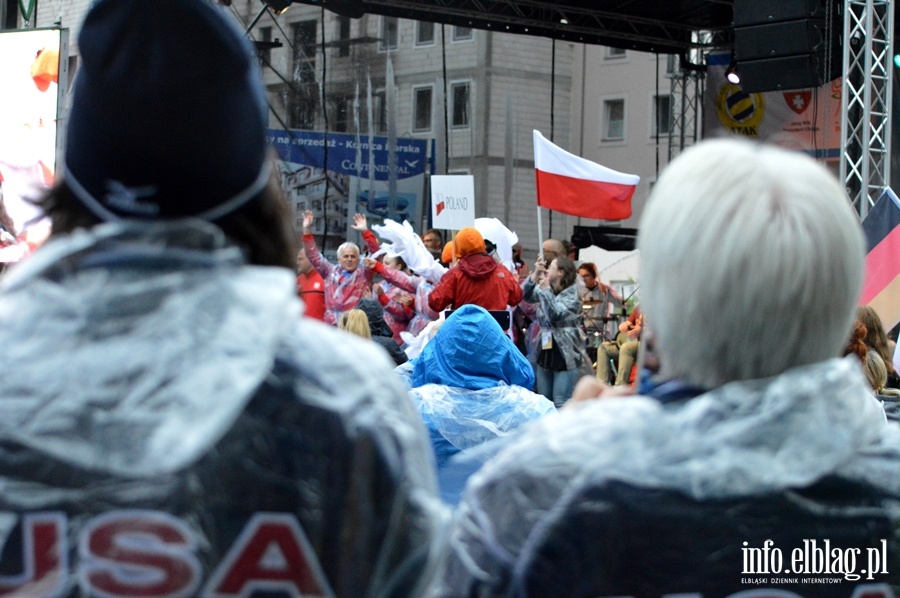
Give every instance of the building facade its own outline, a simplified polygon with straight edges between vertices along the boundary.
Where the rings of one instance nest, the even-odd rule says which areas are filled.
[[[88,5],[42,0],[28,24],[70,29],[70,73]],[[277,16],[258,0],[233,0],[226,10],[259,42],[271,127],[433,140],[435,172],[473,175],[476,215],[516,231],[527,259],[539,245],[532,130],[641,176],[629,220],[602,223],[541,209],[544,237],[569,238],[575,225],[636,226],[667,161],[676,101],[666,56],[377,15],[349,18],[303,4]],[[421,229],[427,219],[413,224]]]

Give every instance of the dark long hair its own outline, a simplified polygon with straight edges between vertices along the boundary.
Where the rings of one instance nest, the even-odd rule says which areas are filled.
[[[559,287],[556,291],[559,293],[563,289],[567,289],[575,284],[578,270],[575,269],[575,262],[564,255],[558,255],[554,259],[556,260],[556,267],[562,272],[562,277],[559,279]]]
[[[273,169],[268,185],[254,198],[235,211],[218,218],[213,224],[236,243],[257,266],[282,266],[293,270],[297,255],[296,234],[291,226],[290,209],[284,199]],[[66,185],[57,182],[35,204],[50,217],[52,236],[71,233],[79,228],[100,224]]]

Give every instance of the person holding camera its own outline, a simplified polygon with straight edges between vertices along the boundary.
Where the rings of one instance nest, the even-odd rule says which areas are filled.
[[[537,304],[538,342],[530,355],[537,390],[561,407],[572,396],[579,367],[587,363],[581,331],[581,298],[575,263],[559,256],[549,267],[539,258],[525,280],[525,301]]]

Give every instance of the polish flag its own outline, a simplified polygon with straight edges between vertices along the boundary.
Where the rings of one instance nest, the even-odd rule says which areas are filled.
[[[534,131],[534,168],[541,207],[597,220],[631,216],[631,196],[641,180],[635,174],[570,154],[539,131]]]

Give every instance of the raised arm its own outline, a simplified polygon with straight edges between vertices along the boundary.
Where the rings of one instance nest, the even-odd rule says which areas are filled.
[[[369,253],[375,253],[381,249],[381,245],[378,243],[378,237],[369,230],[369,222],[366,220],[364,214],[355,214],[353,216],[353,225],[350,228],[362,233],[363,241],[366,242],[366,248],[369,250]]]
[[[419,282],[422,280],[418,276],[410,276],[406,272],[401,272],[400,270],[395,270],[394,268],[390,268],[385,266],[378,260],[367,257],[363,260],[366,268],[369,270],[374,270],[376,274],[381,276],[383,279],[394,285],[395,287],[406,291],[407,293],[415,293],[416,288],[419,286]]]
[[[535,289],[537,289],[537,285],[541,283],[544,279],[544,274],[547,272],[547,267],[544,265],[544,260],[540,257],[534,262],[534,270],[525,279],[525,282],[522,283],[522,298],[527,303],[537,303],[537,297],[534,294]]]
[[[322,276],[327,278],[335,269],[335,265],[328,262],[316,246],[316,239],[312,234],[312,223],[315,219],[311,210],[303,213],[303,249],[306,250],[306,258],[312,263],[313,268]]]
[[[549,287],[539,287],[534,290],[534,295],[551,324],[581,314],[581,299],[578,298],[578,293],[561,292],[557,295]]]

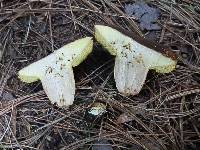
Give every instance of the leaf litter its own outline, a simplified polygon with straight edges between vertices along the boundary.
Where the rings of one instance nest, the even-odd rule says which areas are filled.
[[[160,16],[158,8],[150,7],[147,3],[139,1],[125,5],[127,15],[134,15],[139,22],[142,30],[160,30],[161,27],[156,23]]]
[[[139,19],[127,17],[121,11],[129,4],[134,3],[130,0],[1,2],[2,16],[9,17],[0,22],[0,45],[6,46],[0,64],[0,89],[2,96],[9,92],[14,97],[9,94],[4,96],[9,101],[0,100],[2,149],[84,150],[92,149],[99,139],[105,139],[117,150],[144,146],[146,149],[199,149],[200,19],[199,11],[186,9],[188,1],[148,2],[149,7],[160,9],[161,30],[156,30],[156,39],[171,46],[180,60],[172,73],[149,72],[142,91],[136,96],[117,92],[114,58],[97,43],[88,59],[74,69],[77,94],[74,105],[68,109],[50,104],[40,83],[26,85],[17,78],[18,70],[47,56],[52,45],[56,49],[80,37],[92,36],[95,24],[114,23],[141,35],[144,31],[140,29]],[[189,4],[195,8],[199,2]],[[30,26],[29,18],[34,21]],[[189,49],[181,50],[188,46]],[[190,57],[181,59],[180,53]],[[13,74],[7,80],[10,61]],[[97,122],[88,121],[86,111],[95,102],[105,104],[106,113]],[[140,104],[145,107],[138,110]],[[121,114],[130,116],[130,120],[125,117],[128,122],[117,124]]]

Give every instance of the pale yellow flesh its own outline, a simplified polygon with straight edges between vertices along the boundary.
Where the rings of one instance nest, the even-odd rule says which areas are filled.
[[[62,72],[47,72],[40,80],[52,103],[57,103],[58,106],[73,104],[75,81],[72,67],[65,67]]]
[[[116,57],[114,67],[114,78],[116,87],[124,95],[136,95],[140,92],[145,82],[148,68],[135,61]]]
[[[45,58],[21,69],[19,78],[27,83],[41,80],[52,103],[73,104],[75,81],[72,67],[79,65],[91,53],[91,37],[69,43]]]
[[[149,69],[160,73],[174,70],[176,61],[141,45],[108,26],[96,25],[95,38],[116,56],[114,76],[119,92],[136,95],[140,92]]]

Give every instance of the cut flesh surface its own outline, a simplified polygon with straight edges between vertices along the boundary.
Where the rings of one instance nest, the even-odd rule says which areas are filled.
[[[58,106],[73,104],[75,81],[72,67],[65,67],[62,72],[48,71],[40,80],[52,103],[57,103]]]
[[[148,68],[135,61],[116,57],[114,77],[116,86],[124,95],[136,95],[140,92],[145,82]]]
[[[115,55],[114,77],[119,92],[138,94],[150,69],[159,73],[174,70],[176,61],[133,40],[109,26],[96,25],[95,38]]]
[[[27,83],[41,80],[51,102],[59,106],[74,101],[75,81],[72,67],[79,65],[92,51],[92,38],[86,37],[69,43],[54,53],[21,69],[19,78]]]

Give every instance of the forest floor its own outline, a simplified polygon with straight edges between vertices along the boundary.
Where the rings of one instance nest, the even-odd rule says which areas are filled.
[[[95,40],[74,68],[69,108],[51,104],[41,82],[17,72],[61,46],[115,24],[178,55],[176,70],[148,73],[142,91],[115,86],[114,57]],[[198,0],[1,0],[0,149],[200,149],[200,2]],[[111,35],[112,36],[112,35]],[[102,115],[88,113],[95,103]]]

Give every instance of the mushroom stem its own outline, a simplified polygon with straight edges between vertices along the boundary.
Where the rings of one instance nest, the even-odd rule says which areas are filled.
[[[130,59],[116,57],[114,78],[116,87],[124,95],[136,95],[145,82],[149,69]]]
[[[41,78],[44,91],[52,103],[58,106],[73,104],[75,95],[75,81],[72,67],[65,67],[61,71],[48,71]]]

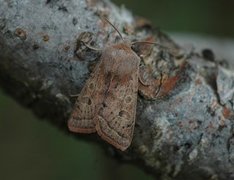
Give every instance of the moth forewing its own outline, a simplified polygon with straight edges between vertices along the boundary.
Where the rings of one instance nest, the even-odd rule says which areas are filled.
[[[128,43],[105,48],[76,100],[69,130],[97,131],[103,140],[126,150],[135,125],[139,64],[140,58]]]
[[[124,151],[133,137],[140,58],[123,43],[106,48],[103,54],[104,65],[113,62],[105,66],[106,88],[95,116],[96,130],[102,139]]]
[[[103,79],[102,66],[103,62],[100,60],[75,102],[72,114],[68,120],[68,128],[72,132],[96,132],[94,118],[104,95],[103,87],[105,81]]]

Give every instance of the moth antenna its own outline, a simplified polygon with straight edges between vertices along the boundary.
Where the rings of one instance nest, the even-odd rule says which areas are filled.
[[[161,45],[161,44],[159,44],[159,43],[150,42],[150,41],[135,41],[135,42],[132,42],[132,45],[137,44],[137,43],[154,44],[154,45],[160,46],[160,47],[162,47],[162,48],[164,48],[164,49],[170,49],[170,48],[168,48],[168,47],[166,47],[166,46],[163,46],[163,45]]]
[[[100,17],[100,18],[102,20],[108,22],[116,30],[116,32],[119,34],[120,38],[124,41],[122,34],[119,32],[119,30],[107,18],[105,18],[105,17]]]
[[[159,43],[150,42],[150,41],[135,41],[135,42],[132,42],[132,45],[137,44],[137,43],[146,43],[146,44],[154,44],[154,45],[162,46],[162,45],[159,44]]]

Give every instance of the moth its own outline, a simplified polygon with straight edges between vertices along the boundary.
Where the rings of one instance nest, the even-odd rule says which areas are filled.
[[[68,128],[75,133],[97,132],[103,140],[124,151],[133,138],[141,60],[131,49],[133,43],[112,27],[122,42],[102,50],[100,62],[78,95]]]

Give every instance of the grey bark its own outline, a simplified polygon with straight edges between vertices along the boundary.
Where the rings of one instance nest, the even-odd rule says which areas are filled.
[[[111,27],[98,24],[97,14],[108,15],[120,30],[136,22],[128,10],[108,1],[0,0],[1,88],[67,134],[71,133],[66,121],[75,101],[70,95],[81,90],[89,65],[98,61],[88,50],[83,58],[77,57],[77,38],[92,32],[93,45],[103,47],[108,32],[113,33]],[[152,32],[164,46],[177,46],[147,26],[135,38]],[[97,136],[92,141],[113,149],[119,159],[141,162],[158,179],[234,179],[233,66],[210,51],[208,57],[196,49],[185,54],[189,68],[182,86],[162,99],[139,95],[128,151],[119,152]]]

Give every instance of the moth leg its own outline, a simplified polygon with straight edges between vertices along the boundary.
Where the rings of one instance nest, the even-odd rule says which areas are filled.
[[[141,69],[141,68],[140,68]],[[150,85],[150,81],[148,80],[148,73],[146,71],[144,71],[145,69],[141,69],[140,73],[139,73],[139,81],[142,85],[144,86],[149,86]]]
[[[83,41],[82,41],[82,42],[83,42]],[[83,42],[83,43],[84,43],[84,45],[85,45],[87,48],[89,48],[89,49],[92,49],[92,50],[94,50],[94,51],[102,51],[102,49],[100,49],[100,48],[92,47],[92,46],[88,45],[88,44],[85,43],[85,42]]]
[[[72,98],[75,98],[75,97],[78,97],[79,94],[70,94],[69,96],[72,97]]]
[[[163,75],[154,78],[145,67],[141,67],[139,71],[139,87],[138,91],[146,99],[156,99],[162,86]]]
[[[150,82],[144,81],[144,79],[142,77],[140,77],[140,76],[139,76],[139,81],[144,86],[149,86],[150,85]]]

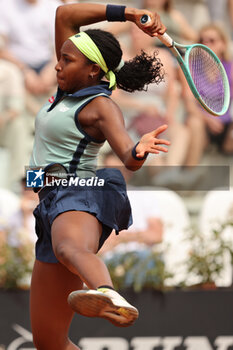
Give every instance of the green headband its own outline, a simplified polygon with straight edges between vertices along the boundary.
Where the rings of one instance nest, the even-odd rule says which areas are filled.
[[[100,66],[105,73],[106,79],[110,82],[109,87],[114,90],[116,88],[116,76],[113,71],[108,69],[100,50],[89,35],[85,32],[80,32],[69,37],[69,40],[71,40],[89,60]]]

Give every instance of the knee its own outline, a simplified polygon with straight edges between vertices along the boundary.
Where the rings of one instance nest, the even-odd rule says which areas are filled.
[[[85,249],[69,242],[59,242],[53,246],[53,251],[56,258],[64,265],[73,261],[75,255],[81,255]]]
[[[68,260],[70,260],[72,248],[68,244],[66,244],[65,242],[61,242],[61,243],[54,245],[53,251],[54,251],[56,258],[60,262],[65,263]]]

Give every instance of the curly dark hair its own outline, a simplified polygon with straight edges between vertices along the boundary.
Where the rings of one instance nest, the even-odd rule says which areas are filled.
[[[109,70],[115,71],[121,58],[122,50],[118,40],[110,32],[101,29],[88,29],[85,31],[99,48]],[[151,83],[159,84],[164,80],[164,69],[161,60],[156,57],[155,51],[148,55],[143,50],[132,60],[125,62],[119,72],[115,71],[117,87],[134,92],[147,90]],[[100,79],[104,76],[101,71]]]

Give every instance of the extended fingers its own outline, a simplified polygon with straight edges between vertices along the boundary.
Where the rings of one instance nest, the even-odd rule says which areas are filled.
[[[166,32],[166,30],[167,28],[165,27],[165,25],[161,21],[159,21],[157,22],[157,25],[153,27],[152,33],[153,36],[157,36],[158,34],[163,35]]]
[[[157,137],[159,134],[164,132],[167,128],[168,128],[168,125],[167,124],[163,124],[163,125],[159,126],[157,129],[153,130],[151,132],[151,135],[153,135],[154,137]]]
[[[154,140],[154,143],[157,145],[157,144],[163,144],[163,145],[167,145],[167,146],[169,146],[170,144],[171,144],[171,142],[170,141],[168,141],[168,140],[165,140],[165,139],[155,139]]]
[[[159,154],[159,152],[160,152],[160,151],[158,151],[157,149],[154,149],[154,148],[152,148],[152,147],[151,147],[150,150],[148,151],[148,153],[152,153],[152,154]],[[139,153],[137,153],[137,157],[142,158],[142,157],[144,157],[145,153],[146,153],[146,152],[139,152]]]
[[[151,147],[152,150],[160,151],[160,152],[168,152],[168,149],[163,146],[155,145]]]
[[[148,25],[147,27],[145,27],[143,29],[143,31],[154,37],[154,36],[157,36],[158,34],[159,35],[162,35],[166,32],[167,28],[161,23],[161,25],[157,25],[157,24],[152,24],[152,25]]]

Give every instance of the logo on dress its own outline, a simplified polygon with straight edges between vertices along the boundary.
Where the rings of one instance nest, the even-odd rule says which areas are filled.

# # # # # # #

• WHAT IS BEING ASKED:
Transcribe the lines above between the line holding "Give every instance of the green" and the line holding "Give every instance of the curly", inclusive, exactly as they stand and with nothing added.

• EXERCISE OUTPUT:
Give every instance of the green headband its own outline, a simplified polygon with straight edges between vertices along the boundary.
Where the rings of one instance nest, the even-odd rule says which areas are filled.
[[[100,66],[105,73],[106,79],[110,82],[109,87],[114,90],[116,88],[116,76],[113,71],[108,69],[100,50],[89,35],[85,32],[80,32],[69,37],[69,40],[71,40],[89,60]]]

Give every instance of the knee its own outline, a simplified polygon with straight edges between vertices along the boundary.
Where the rings of one instance nest, the even-odd rule says which areas are filled.
[[[85,249],[69,242],[59,242],[53,246],[53,251],[56,258],[64,265],[73,261],[75,255],[81,255]]]
[[[68,260],[70,260],[72,248],[68,244],[66,244],[65,242],[61,242],[61,243],[54,245],[53,251],[54,251],[56,258],[60,262],[65,263]]]

Give every instance of the curly dark hair its own outline, a simplified polygon with straight edges between vertices along the boundary.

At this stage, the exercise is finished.